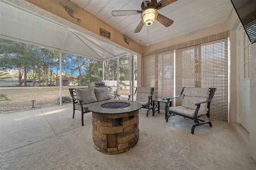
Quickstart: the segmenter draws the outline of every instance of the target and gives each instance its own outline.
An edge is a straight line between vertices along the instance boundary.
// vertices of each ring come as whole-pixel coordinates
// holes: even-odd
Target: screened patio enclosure
[[[103,63],[119,57],[137,55],[78,26],[76,30],[71,28],[8,1],[1,0],[0,7],[0,38],[59,51],[60,61],[62,53]],[[60,67],[61,74],[61,62]],[[104,71],[104,64],[102,67]],[[60,82],[61,74],[59,77]],[[61,95],[62,84],[59,84]]]

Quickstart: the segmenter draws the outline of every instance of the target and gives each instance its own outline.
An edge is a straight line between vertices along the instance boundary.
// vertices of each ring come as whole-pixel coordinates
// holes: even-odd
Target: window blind
[[[211,119],[227,122],[228,36],[222,33],[144,54],[142,86],[155,87],[154,99],[176,96],[184,87],[216,87]],[[176,106],[182,102],[176,100]]]
[[[183,87],[216,87],[211,102],[212,119],[228,121],[227,38],[176,50],[176,96]],[[182,99],[176,101],[181,105]]]

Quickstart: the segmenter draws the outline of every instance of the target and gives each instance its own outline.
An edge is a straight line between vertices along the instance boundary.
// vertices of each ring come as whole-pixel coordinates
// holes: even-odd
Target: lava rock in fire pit
[[[129,107],[131,104],[125,102],[111,102],[103,104],[101,107],[106,109],[122,109]]]

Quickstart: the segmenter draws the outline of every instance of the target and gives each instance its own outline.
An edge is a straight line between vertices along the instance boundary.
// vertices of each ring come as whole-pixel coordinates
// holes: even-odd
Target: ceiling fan
[[[134,31],[134,33],[140,32],[144,24],[149,26],[156,20],[168,27],[173,23],[173,21],[158,13],[157,10],[177,0],[162,0],[157,2],[156,0],[143,0],[141,6],[142,10],[112,11],[112,13],[114,16],[141,14],[142,20]]]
#####
- PROMPT:
Starting at the beginning of the records and ending with the line that contains "Target: screened patio enclosure", output every line as a Markdown table with the columns Row and Line, numbering the rows and skipping blank lines. Omit the pictures from the table.

- RESULT OF THE TASK:
| Row | Line |
|---|---|
| 1 | Quickstart: the segmenter draws the outline of every instance of the target and gives each instance its own outline. |
| 2 | An edge is a straight line between vertices along the instance boundary. |
| 3 | // vertices of each ring come as whole-pixel coordinates |
| 4 | // holes: even-odd |
| 5 | Target: screened patio enclosure |